Source text:

= Beginning of Section =

The Taxpayers League Ghana welcomes policies announced by Dr. Bawumia on tax reductions as incentives to production and business growth. It is refreshing to note that our continuous cry that taxes are becoming heavier on individuals and business organisations is getting the attention of political players and policy makers.
The decision by the former deputy governor of the Bank of Ghana, should the New Patriotic Party win the December Presidential polls, to see to; the reduction of corporate tax rate from 25% to 20%, removal of import duties on raw materials and machinery for production, elimination the special levy on imports, abolishment of the 17.5% of VAT on imported medicine, among others, will not only reduce the burden on individuals workers and corporate organisations, but will boost production and reduce unemployment.
It is our view, just as the Vice Presidential candidate of the New Patriotic Party espoused during his lecture las week at the National Theatre, that the tax base should be broadened by formalising the economy. Stringent laws should rather be made to ensure compliance of existing taxes, whilst government reduces its expenditure.

= End of Section =

Records shown:
= Beginning of Section =

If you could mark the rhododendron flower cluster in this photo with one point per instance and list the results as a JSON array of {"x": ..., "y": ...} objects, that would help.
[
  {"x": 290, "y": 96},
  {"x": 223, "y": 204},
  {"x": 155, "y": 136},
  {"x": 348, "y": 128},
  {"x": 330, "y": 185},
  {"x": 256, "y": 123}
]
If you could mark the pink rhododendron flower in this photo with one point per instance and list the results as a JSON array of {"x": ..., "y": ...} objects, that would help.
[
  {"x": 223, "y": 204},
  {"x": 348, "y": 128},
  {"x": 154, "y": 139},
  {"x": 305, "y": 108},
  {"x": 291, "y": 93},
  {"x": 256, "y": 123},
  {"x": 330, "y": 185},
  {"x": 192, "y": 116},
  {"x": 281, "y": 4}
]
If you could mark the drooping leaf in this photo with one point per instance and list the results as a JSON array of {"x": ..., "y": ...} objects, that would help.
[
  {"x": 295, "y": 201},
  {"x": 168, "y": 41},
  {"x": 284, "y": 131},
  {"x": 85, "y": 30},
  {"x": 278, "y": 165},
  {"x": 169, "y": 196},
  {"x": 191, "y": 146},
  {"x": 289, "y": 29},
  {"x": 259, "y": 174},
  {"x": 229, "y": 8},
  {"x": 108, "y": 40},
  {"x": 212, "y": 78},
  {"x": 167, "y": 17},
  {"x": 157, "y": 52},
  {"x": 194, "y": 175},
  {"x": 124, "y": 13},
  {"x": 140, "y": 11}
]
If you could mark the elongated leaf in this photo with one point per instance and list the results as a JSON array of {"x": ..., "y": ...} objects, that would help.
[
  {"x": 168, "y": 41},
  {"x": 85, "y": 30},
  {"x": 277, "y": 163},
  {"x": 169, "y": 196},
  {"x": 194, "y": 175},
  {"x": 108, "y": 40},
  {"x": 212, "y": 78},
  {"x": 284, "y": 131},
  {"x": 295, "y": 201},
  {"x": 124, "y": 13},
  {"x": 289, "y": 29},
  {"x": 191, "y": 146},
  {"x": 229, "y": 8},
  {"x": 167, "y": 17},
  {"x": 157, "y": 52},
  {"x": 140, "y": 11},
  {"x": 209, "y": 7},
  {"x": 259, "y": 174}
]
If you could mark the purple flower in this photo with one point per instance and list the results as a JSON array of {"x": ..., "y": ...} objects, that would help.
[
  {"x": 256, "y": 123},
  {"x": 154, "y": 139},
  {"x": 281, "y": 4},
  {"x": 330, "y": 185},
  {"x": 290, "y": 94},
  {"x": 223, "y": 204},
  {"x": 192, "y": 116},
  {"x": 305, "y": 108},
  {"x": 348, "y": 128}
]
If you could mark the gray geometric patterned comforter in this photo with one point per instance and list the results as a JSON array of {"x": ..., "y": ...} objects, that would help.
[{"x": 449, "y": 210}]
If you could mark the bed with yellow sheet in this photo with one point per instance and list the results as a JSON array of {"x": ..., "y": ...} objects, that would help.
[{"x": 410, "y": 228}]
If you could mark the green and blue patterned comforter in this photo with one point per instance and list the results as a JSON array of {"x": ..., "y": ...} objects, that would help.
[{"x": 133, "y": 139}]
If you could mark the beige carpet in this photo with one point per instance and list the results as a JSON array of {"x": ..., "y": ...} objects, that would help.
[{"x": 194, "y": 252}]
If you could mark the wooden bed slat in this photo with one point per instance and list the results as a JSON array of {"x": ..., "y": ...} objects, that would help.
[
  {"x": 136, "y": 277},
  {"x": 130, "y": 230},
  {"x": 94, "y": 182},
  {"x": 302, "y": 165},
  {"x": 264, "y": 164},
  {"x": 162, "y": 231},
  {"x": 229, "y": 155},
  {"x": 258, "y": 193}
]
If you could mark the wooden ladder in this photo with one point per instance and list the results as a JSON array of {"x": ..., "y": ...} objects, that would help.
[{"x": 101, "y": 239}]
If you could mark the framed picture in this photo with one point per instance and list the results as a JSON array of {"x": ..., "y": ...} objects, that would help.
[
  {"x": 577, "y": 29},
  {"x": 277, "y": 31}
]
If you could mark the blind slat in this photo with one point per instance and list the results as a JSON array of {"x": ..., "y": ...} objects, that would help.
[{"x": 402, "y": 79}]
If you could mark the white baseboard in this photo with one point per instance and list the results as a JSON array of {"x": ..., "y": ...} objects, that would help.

= End of Section =

Activity 1: According to the Taxpayers League statement, what change to the corporate tax rate would Dr. Bawumia's policies make?
Activity 2: Summarize the Taxpayers League statement in two sentences.
Activity 3: Please continue the Taxpayers League statement from its last sentence.
The data come from a different source than the Taxpayers League statement.

Task answer 1: They would reduce the corporate tax rate from 25% to 20%.

Task answer 2: The Taxpayers League Ghana welcomes Dr. Bawumia's proposed tax reductions, including a lower corporate tax rate and the removal of several import duties and levies, and says these would ease the burden on workers and businesses while boosting production and reducing unemployment. Like the New Patriotic Party's Vice Presidential candidate, the League holds that the tax base should be broadened by formalizing the economy, with stringent laws to ensure compliance with existing taxes while the government cuts its spending.

Task answer 3:
The Auditor General’s report puts unaccounted government funds at GHC 5.9 billion. This is between 2012 and 2014. It presupposes that, the problem with our revenues is not insufficiency, but corruption, thievery and deliberate reckless expenditure by appointees of government.
We strongly maintain that taxes in Ghana are too high, the NDC government must quickly review tax laws to alleviate the tax burdens on businesses. Taxes such as the 17.5% VAT on real estate, 17.5% VAT on domestic airline, 17.5% VAT paid by micro and small enterprises are all too burdensome and must be removed.
The government must reduce taxes now!!!